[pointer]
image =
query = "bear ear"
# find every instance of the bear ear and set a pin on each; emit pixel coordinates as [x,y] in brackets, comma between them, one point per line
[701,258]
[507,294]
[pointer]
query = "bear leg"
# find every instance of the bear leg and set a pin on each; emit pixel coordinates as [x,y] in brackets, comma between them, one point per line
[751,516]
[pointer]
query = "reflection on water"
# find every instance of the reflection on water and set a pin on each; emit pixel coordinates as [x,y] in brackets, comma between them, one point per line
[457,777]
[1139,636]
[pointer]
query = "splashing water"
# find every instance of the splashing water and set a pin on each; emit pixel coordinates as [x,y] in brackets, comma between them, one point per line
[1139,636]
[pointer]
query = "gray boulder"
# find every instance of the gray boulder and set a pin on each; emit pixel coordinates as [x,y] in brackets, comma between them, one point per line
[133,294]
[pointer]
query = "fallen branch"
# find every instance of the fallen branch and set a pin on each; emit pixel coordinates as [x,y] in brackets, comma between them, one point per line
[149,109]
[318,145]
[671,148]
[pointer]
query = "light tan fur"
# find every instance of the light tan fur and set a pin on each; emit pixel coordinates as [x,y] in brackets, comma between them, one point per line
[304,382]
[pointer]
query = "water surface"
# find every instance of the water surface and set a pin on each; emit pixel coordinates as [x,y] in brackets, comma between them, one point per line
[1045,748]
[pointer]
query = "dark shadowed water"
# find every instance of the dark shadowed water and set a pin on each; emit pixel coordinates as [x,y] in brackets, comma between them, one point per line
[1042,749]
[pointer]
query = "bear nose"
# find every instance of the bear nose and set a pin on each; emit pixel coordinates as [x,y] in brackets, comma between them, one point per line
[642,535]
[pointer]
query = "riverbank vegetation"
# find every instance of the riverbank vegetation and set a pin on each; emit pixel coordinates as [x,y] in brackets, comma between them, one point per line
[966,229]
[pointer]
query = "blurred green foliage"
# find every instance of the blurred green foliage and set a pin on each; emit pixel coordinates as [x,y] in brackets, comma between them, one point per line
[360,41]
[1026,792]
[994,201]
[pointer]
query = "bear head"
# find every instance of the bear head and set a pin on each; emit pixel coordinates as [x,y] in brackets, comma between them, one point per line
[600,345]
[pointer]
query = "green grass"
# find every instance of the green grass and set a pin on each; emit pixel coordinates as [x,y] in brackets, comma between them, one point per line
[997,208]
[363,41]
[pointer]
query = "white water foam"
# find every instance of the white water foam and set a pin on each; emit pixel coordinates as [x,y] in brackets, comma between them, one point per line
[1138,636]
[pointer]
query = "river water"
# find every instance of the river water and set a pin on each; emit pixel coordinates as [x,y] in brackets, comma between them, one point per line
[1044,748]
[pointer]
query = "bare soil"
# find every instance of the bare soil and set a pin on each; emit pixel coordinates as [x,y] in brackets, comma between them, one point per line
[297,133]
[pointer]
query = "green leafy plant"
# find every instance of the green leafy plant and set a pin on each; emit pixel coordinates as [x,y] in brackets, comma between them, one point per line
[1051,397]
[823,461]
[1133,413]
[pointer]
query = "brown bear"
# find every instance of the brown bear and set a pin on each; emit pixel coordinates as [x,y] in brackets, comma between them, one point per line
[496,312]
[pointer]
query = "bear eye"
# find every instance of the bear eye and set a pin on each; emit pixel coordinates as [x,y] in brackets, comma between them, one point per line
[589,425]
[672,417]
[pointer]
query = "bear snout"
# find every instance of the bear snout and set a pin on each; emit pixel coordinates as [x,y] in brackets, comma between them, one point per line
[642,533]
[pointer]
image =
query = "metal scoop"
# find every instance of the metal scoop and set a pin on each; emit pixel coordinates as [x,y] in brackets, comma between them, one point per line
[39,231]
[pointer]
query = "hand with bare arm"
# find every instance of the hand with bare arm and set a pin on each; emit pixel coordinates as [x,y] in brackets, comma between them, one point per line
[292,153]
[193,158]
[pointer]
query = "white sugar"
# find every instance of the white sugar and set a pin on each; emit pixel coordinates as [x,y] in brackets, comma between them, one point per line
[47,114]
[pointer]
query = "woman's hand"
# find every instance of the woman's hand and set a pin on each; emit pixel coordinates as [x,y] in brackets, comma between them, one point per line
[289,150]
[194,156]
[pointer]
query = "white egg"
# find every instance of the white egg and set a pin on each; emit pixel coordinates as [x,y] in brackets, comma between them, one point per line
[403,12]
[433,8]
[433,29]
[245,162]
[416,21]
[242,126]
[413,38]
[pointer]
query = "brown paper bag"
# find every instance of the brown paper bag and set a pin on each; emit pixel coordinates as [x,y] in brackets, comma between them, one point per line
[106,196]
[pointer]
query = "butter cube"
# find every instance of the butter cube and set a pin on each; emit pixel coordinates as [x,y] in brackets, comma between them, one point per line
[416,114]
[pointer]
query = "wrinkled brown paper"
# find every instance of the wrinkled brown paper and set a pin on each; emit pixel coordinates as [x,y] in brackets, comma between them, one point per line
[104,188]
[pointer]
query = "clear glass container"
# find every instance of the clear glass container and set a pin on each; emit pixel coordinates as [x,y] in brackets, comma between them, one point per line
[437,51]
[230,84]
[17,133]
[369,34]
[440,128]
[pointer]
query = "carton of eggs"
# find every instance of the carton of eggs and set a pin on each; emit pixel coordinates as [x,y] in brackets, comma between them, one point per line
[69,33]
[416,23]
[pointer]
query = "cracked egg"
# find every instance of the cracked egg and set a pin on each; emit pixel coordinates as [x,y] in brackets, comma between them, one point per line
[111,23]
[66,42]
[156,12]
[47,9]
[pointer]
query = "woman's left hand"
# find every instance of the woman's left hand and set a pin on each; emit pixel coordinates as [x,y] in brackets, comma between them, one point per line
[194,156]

- **WHAT YOU NEED TO DO**
Return the lines above exactly, keeping every word.

- **FULL SOLUTION**
[pointer]
image =
query = "bear ear"
# find every instance of the bear ear and set a pin on each; emit pixel coordinates as [x,y] in brackets, comma between them, one point per line
[701,258]
[507,294]
[pointer]
query = "bear leg"
# find every instance of the bear leg and set a pin on each; emit pixel coordinates as [x,y] in brackets, comma between them, one point per line
[751,516]
[pointer]
query = "reflection on water"
# find every instance of the reflection on water and set a pin on each; emit pixel coordinates as [x,y] in brackets, comma between them, one point per line
[457,777]
[1139,636]
[pointer]
query = "splashing water"
# find every instance of the splashing water and set a pin on each; emit pixel coordinates as [x,y] in brackets, comma between them, one point per line
[1139,636]
[pointer]
query = "gray boulder"
# find every instance of the gray boulder and set a pin on each; emit pixel coordinates as [x,y] in brackets, comma between them, one point per line
[133,294]
[pointer]
query = "fallen branch"
# find every instance of the fallen branch and set a pin on each; emit pixel coordinates as [x,y] in brackets, comma between them, one point per line
[149,109]
[318,145]
[671,148]
[pointer]
query = "light tan fur"
# find every instance of the light tan fur and set a pin on each; emit pixel coordinates as [x,y] in brackets, comma between them, one point per line
[304,382]
[pointer]
query = "water surface"
# find every instance of the water surface and set a pin on each; emit pixel coordinates as [x,y] in brackets, comma between them, one point per line
[1045,748]
[pointer]
query = "dark shadowed water"
# find every instance of the dark shadowed water and set a pin on each; emit pixel coordinates as [x,y] in brackets, comma between them, one point per line
[1042,749]
[pointer]
query = "bear nose"
# find every instance of the bear nose and set a pin on each; emit pixel coordinates as [x,y] in brackets, comma between them, one point per line
[642,535]
[pointer]
query = "riverbank vegetation"
# find every instance of the riverbank vegetation and set a pin on each; emit pixel coordinates as [x,y] in brackets, comma between them, one point per line
[966,229]
[pointer]
query = "blurred green foliage"
# find every instance of the blurred green foliage and set a pin on each; emit pixel coordinates as [x,y] in brackets, comma between them, one point per line
[360,41]
[1026,792]
[994,201]
[pointer]
query = "bear head"
# find every instance of the bear head and set a pin on each; emit pixel coordinates as [x,y] in brackets, comma between them, one point per line
[600,345]
[pointer]
query = "green grass"
# find every instance of the green grass and set a pin on each; emit pixel coordinates as [x,y] in brackets, comma between them, one point per line
[997,208]
[363,41]
[pointer]
query = "white water foam"
# find every instance of the white water foam and set a pin on each; emit pixel coordinates as [x,y] in brackets, comma between them, one point per line
[1138,636]
[pointer]
query = "river water"
# find every instance of the river water and set a pin on each; emit pixel coordinates as [x,y] in brackets, comma between them, one point per line
[1044,748]
[pointer]
query = "bare soil"
# find every instance of the bare soil and set a pin on each; emit pixel coordinates as [x,y] in brackets, comma between them, one point per line
[297,133]
[pointer]
query = "green leafy plant"
# find every instance of the green leafy plant and set a pin on each; emit pixel coordinates as [x,y] in brackets, comma between them, one point per line
[1051,397]
[823,461]
[1133,413]
[pointer]
query = "brown bear"
# find every instance of the brown bear and set a pin on each; emit pixel coordinates as [x,y] in brackets, comma between them, one point per line
[496,312]
[pointer]
query = "bear eye"
# find every instance of the bear eye and set a pin on each; emit pixel coordinates as [x,y] in brackets, comma between them, one point per line
[589,425]
[672,417]
[pointer]
query = "bear snout"
# find every instance of the bear snout and set a pin on each; emit pixel coordinates as [x,y] in brackets, comma between them, one point per line
[642,533]
[pointer]
image =
query = "metal scoop"
# find every instance of the metal scoop and set a pin on each; emit pixel coordinates as [x,y] in brackets, comma between them, one point per line
[39,231]
[pointer]
query = "hand with bare arm"
# find every instance of the hand with bare arm and set a pin on each; emit pixel coordinates as [x,y] in brackets, comma between them, one point per line
[292,153]
[193,158]
[pointer]
query = "white sugar"
# find every instance of the white sugar and set a pin on each; emit pixel coordinates as [x,y] in brackets, comma between them, one point per line
[47,114]
[pointer]
query = "woman's hand"
# find every instance of the woman's hand and set a pin on each; emit pixel coordinates as [x,y] in brackets, comma between them, one point per line
[289,150]
[194,156]
[pointer]
query = "white egg"
# find every instance of the white egg and set a pin on each; emit pixel coordinates as [x,y] in brackets, comma between them, one point per line
[403,12]
[433,8]
[433,29]
[245,162]
[416,21]
[242,126]
[413,38]
[pointer]
query = "brown paper bag"
# find every instance of the brown paper bag and set a pin on each; emit pixel coordinates as [x,y] in brackets, comma between them, one point per line
[106,196]
[pointer]
query = "butter cube"
# find every instance of the butter cube and set a pin on each; emit pixel coordinates as [x,y] in brackets, comma between them, one point per line
[416,114]
[pointer]
query = "wrinkled brown paper"
# find every instance of the wrinkled brown paper and set a pin on each; emit pixel coordinates as [x,y] in brackets, comma between them, one point per line
[104,188]
[pointer]
query = "clear glass container"
# find every instance of the clear glass container and set a pin on each; emit pixel coordinates as [x,y] in brackets, comma between them, one point per line
[437,51]
[230,84]
[17,133]
[369,34]
[440,128]
[pointer]
query = "carton of eggs"
# find every instance of the carton of eggs and set a pin on each; emit pixel coordinates as [x,y] in brackets, comma between them, one point per line
[69,33]
[416,23]
[pointer]
query = "cracked egg"
# find every instance of the cracked egg and set a pin on each; emit pixel coordinates as [x,y] in brackets, comma between them, one point per line
[111,23]
[66,42]
[156,12]
[47,9]
[pointer]
query = "woman's left hand"
# find every instance of the woman's left hand and set a pin on each; emit pixel coordinates as [x,y] in brackets, comma between them, one point per line
[194,156]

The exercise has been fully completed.